■ **TEXT**
— start —
Rubén Fernando Carvallo Muñoz (born September 24, 1948), known as Fernando Carvallo, is a former Chilean footballer and currently a football manager.

International career
He made three appearances for the Chile national team in 1972.

Managerial career
Carvallo's first coaching experience was in 1990  when he coached the first team of Universidad Católica for a short time. In 1996, he signed again as the coach of the team and won the 1997 Apertura. He left the club in 1999 and retired from coaching, but in 2002 was signed as coach of Palestino. Later, he coached Unión Española and lost the final of 2004 Clausura with Cobreloa. He returned to Palestino in 2005 and again to Unión Española in 2006. In 2007, he replaced José del Solar in the UC, but after an irregular campaign with the team, he quit and was replaced by Mario Lepe. From 2011 to 2012, he was the manager of Chile at under-20 level.

After two experiences as Sports Director for both Colo-Colo (2015–16) and Magallanes (2019), he retired from football and spends time playing paddle tennis.

In December 2022, Carvallo returned to the football activity by joining Deportes Iquique as head of the youth system.

Personal life
His father was the Chile international footballer Hernán Carvallo, and his younger brother is the also former footballer Luis Hernán Carvallo. All three played for Universidad Católica.
— end —
■ **TASKS TO PERFORM**
1. List every person the biography names other than Fernando Carvallo himself.
2. According to the biography, in which year did Carvallo play for the Chile national team?
3. Rewrite the biography starting at "Managerial career" and ending at "playing paddle tennis.", changing "irregular" to "uneven".
The listing that comes next is separate material and has no connection to the biography.

■ **SUPPLIED DATA**
— start —
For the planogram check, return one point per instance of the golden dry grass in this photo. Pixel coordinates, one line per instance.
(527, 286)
— end —
■ **ANSWERS TO THE PROBLEMS**
1. José del Solar, Mario Lepe, Hernán Carvallo, Luis Hernán Carvallo

2. 1972

3.
Managerial career
Carvallo's first coaching experience was in 1990  when he coached the first team of Universidad Católica for a short time. In 1996, he signed again as the coach of the team and won the 1997 Apertura. He left the club in 1999 and retired from coaching, but in 2002 was signed as coach of Palestino. Later, he coached Unión Española and lost the final of 2004 Clausura with Cobreloa. He returned to Palestino in 2005 and again to Unión Española in 2006. In 2007, he replaced José del Solar in the UC, but after an uneven campaign with the team, he quit and was replaced by Mario Lepe. From 2011 to 2012, he was the manager of Chile at under-20 level.

After two experiences as Sports Director for both Colo-Colo (2015–16) and Magallanes (2019), he retired from football and spends time playing paddle tennis.